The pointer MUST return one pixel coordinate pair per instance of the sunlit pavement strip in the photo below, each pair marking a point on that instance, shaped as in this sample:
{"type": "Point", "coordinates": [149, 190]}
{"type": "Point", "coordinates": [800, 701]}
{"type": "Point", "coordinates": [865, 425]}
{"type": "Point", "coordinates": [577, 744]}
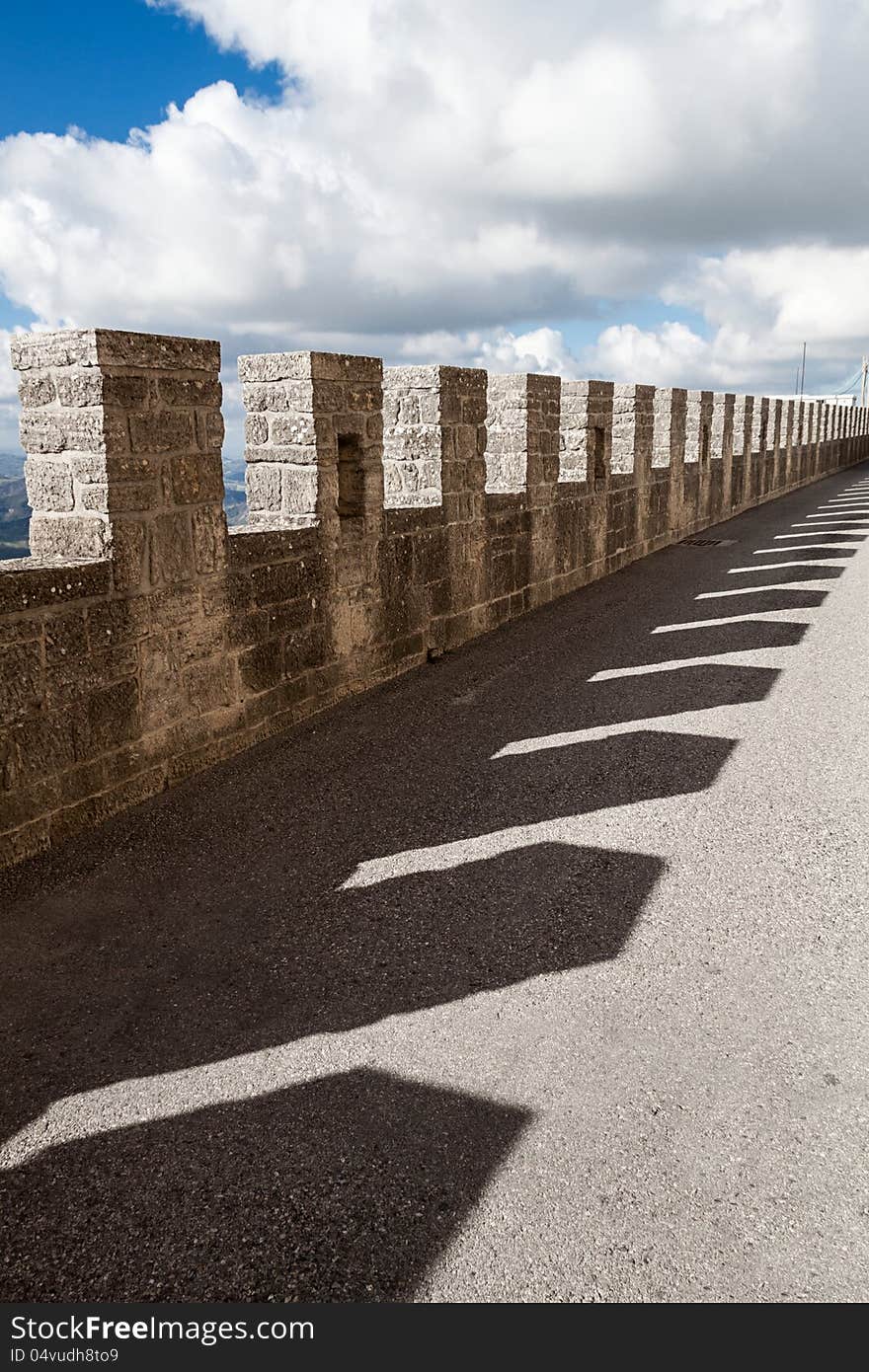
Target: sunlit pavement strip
{"type": "Point", "coordinates": [810, 584]}
{"type": "Point", "coordinates": [802, 548]}
{"type": "Point", "coordinates": [773, 567]}
{"type": "Point", "coordinates": [749, 657]}
{"type": "Point", "coordinates": [756, 616]}
{"type": "Point", "coordinates": [715, 722]}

_Written instruction:_ Please edit the data above so that each "sunlit pavement strip" reads "sunlit sidewalk strip", with every other part unchanged. Leave the pictures out of your version.

_Response:_
The pointer MUST return one pixel coordinate pair per instance of the sunlit sidewalk strip in the photo below, each pair marking a point on that instance, shaped as in this sample:
{"type": "Point", "coordinates": [149, 190]}
{"type": "Point", "coordinates": [800, 701]}
{"type": "Point", "coordinates": [865, 425]}
{"type": "Point", "coordinates": [577, 744]}
Target: sunlit sidewalk strip
{"type": "Point", "coordinates": [810, 584]}
{"type": "Point", "coordinates": [802, 548]}
{"type": "Point", "coordinates": [773, 567]}
{"type": "Point", "coordinates": [749, 657]}
{"type": "Point", "coordinates": [756, 616]}
{"type": "Point", "coordinates": [715, 722]}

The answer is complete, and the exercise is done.